## Problem to work on
All entries should be printed precisely as written.

## Study material

■ ■ ■ ■ ■ ■ ■

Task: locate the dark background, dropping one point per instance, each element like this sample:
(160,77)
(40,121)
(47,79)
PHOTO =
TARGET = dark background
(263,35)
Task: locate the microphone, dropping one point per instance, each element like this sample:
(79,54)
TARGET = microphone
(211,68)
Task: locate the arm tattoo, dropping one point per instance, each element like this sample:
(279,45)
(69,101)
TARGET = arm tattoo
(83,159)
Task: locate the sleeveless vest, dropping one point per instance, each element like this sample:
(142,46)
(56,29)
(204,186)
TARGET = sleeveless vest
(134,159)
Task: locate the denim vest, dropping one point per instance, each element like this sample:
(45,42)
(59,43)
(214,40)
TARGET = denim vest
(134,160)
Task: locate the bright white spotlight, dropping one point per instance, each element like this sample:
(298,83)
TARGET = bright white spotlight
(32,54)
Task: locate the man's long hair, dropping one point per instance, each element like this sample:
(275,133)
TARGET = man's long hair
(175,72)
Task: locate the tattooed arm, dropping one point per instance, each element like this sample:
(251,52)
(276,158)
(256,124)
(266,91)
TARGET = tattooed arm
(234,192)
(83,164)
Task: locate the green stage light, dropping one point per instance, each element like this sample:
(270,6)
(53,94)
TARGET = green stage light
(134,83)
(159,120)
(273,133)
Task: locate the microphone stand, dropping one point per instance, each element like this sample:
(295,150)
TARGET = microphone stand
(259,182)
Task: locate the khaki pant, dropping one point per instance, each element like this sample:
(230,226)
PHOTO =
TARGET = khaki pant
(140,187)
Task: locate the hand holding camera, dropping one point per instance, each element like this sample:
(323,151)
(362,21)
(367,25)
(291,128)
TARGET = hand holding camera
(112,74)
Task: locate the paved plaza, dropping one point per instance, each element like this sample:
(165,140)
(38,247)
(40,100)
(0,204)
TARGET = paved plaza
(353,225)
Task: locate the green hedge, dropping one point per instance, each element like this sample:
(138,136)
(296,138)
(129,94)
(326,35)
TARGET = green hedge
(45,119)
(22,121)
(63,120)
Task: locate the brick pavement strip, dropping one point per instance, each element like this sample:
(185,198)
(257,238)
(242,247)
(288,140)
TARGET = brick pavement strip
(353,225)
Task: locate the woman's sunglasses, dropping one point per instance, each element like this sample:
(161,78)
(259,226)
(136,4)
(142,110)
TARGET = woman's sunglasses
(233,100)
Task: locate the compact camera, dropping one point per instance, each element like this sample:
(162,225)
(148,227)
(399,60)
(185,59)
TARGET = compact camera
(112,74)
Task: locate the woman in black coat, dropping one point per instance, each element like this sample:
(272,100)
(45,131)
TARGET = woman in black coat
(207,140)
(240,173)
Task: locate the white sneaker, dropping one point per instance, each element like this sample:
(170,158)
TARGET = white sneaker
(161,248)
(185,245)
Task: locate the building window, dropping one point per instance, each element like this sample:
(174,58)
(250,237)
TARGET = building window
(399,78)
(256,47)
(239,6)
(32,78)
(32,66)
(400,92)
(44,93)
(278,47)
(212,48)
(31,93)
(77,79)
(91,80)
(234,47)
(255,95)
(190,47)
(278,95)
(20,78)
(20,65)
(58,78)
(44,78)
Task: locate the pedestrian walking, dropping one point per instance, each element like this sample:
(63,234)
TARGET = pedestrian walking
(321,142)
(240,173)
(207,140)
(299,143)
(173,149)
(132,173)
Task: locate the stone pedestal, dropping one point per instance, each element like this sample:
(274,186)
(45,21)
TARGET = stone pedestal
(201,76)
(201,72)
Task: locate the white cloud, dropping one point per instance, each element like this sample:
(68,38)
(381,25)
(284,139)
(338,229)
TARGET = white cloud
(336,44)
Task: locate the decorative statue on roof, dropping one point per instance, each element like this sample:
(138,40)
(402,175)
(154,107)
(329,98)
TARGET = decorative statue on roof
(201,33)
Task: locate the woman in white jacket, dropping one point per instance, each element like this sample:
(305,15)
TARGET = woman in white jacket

■ ■ ■ ■ ■ ■ ■

## Solution to the exercise
Task: locate the dark background, dropping one point per instance, each element like this sample:
(160,77)
(40,121)
(47,79)
PHOTO =
TARGET = dark background
(263,35)
Task: locate the microphone, dropping one point per instance, each element like this sample:
(79,54)
TARGET = microphone
(211,68)
Task: locate the arm tattoo, dropping one point per instance, each element like this sample:
(279,45)
(69,101)
TARGET = arm tattoo
(83,159)
Task: locate the sleeveless vest, dropping one point per instance, each element like this sample:
(142,46)
(56,29)
(204,186)
TARGET = sleeveless vest
(134,159)
Task: locate the denim vest, dropping one point per instance, each element like this sample:
(45,42)
(59,43)
(214,40)
TARGET = denim vest
(134,160)
Task: locate the bright white spotlight, dropping one point per instance, each element like this sample:
(298,83)
TARGET = bright white spotlight
(32,54)
Task: locate the man's long hair, dropping one point per instance, each element like this sample:
(275,133)
TARGET = man's long hair
(175,72)
Task: locate the tattooed arm, dropping one point per instance, each element like this sample:
(251,52)
(276,158)
(256,124)
(266,91)
TARGET = tattooed arm
(234,192)
(83,164)
Task: locate the green stage light, dropping one point per instance, each element like this sample:
(270,6)
(53,94)
TARGET = green stage light
(134,83)
(159,120)
(273,133)
Task: locate the microphone stand, dropping one point per instance, each element like this sample:
(295,150)
TARGET = microphone stand
(259,182)
Task: locate the khaki pant, dropping one point per instance, each element like this sample:
(230,226)
PHOTO =
TARGET = khaki pant
(140,187)
Task: locate the hand holding camera, dropping one point per instance, each element like this sample:
(323,151)
(362,21)
(367,25)
(291,128)
TARGET = hand holding camera
(112,74)
Task: locate the paved plaza, dropping one point per instance, each element like this sample:
(165,140)
(38,247)
(40,100)
(0,204)
TARGET = paved plaza
(353,225)
Task: locate the green hedge, dropping one point per instance, each element like this sample:
(138,136)
(296,138)
(129,94)
(326,35)
TARGET = green hedge
(45,119)
(22,121)
(63,120)
Task: locate the brick pavement strip, dropping one point per instance, each element like this sample:
(185,198)
(257,238)
(242,247)
(288,140)
TARGET = brick pavement strip
(353,225)
Task: locate the woman's sunglasses, dropping one point per instance, each element like this sample:
(161,78)
(259,226)
(136,4)
(142,110)
TARGET = woman's sunglasses
(233,100)
Task: locate the compact camera, dropping one point per instance, each element like this sample:
(162,225)
(148,227)
(399,60)
(185,59)
TARGET = compact camera
(112,74)
Task: locate the woman in black coat, dropping one point per instance, each element like this sample:
(272,100)
(45,131)
TARGET = woman in black coat
(207,140)
(240,173)
Task: locate the white sneaker, dropping one point per instance, each element like this sample:
(170,158)
TARGET = white sneaker
(161,248)
(185,245)
Task: locate the building window, dropping one point per instance, each element like this sample:
(174,58)
(250,237)
TARGET = building window
(399,78)
(256,47)
(239,6)
(32,78)
(32,66)
(400,92)
(44,93)
(278,47)
(212,48)
(31,93)
(77,79)
(91,80)
(234,47)
(255,95)
(190,47)
(278,95)
(20,78)
(20,65)
(58,78)
(44,78)
Task: locate the pedestrian walking, dropping one point per instance, each element like this sample:
(63,234)
TARGET = pedestrian walking
(321,142)
(240,173)
(207,140)
(299,143)
(173,149)
(132,173)
Task: locate the stone pedestal, dropping one point per instance, each element like this sample:
(274,186)
(45,21)
TARGET = stone pedestal
(201,76)
(201,72)
Task: locate the white cloud, dropping one point per instance, each element like this sample:
(68,38)
(381,25)
(284,139)
(338,229)
TARGET = white cloud
(336,44)
Task: locate the decorative statue on roof, dropping one point per instance, each element like this sample:
(138,40)
(402,175)
(154,107)
(329,98)
TARGET = decorative statue on roof
(201,33)
Task: locate the woman in white jacket, dropping one point per instance, each element like this sample:
(305,15)
TARGET = woman in white jacket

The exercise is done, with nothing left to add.